# SUPPLIED RECORDS
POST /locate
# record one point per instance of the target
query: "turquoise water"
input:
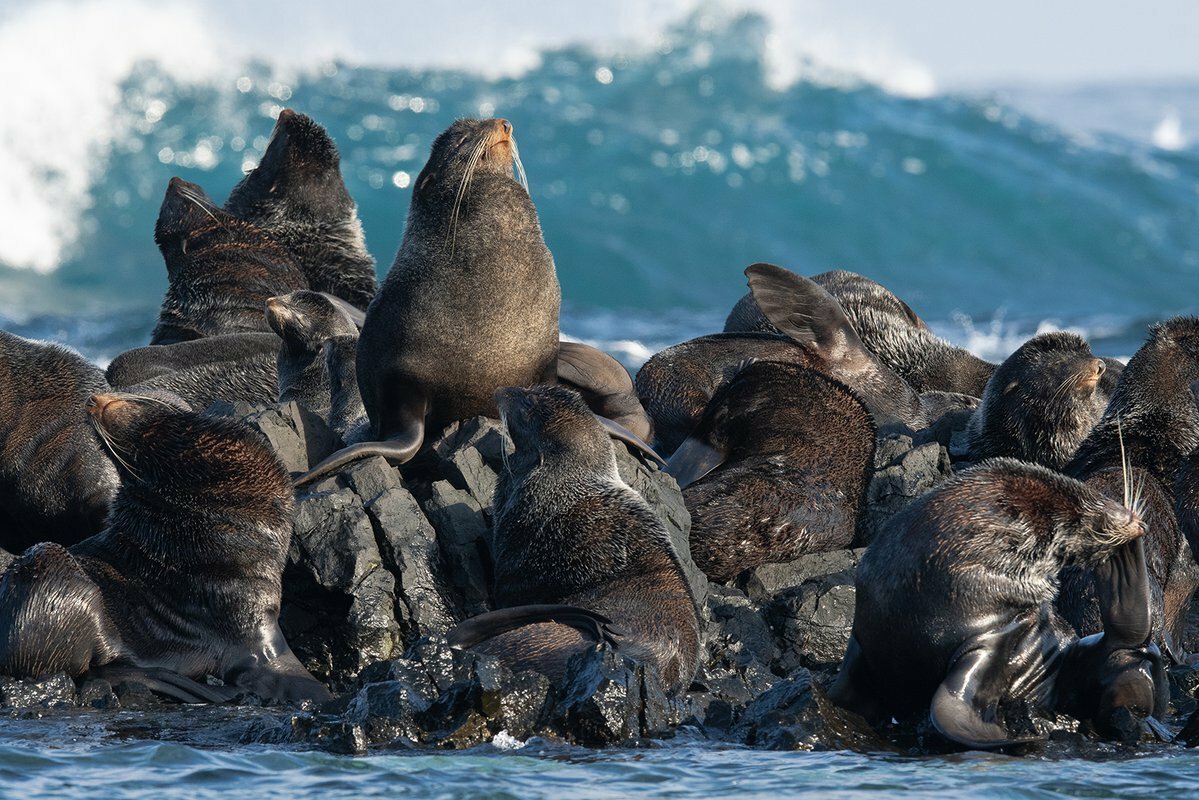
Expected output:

# TASK OBJECTIVE
Copy the rows above word for word, but leave out the picture.

# ANSWER FOR THE TASK
POST /locate
# record one point per instance of the target
query: "turquoise water"
input:
Expected output:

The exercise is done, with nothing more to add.